__Task directions__. Reproduce the entire listing below line for line, changing nothing.

__Material for the task__.
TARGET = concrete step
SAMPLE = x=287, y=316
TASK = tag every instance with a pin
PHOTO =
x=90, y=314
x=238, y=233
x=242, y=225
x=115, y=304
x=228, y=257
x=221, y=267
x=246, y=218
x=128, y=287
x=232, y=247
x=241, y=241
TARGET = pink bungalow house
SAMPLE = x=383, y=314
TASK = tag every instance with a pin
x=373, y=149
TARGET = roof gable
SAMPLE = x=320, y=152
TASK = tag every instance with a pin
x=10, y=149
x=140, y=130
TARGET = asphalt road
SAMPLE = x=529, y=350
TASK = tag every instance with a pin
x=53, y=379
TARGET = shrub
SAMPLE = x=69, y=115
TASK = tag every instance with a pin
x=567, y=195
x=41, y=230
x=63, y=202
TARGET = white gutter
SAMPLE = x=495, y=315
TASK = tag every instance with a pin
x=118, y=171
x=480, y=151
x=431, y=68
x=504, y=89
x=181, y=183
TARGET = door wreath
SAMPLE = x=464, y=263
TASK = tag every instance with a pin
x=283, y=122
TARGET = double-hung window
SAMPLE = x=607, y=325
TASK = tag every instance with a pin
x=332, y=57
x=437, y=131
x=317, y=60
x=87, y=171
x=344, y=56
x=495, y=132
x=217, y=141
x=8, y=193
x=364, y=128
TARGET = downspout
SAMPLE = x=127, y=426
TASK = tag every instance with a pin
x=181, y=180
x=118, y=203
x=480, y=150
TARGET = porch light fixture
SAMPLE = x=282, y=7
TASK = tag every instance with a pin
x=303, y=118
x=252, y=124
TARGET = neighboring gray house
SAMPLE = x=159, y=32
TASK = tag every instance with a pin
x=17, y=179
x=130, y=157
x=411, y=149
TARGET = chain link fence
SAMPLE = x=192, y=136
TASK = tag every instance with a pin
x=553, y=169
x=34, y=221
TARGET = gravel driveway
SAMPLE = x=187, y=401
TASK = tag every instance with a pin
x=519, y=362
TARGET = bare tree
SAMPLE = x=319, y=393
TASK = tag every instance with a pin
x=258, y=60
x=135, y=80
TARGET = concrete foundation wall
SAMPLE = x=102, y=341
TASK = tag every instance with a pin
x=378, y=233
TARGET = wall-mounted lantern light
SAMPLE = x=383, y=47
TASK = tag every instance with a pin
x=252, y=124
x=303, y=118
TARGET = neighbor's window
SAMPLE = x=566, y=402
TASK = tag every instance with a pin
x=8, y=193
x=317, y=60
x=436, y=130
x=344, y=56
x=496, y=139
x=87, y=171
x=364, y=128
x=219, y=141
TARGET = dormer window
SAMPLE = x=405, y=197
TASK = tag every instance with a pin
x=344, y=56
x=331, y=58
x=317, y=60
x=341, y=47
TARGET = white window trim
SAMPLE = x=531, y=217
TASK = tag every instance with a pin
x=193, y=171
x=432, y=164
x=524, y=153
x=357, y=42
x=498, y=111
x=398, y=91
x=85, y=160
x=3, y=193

__Task answer__.
TARGET = concrete step
SAMPLE = x=287, y=316
TASK = tag every instance with a pin
PHOTO =
x=90, y=314
x=238, y=233
x=242, y=225
x=115, y=304
x=228, y=257
x=221, y=267
x=246, y=218
x=128, y=287
x=232, y=247
x=241, y=241
TARGET = pink bungalow house
SAMPLE = x=383, y=314
TASK = tag every instance with a pin
x=373, y=149
TARGET = roof gable
SAMPLE = x=320, y=152
TASK = tag every instance with a pin
x=10, y=149
x=140, y=130
TARGET = asphalt road
SAMPLE = x=529, y=350
TASK = tag every instance with a pin
x=53, y=379
TARGET = shrub
SAMPLE = x=69, y=115
TASK = tag every instance with a pin
x=567, y=195
x=41, y=230
x=63, y=202
TARGET = white gutter
SAMPLE = x=495, y=315
TASK = tag every instance with a pin
x=118, y=171
x=480, y=151
x=431, y=68
x=504, y=89
x=181, y=183
TARGET = door wreath
SAMPLE = x=464, y=263
TASK = tag every instance with a pin
x=283, y=122
TARGET = double-hung window
SAMPLE = x=607, y=325
TASK = tag every instance with a pin
x=332, y=57
x=437, y=131
x=317, y=60
x=87, y=171
x=344, y=56
x=495, y=132
x=217, y=141
x=8, y=193
x=364, y=128
TARGET = downspout
SAMPLE = x=127, y=426
TASK = tag every instance with a pin
x=181, y=180
x=118, y=203
x=480, y=150
TARGET = porch light fixture
SAMPLE = x=282, y=7
TASK = tag every instance with a pin
x=303, y=118
x=252, y=124
TARGET = neighboring gray house
SAMPLE = x=159, y=32
TASK = tag every instance with a pin
x=17, y=179
x=130, y=157
x=411, y=149
TARGET = chain link fence
SAMPLE = x=192, y=136
TASK = tag every instance with a pin
x=553, y=169
x=34, y=221
TARGET = gravel driveway
SAMPLE = x=187, y=401
TASK = tag every instance with a pin
x=519, y=362
TARGET = bare tree
SAMPLE = x=319, y=393
TASK = tag every instance with a pin
x=258, y=60
x=135, y=80
TARGET = concrete foundation wall
SAMPLE = x=102, y=341
TASK = tag every instance with a pin
x=378, y=233
TARGET = wall-mounted lantern light
SAMPLE = x=383, y=47
TASK = tag every instance with a pin
x=252, y=124
x=303, y=118
TARGET = neighbor's window
SAMPLE = x=566, y=402
TASK = tag every instance with a pin
x=8, y=193
x=317, y=60
x=436, y=130
x=344, y=56
x=496, y=139
x=87, y=171
x=364, y=128
x=219, y=141
TARGET = dormer window
SAMPLE = x=405, y=197
TASK = tag every instance with a pin
x=344, y=56
x=331, y=58
x=317, y=60
x=341, y=47
TARGET = white window trim
SAMPLE = x=531, y=217
TASK = tag every instance with a pin
x=193, y=171
x=432, y=164
x=524, y=153
x=357, y=42
x=498, y=111
x=398, y=91
x=85, y=160
x=3, y=193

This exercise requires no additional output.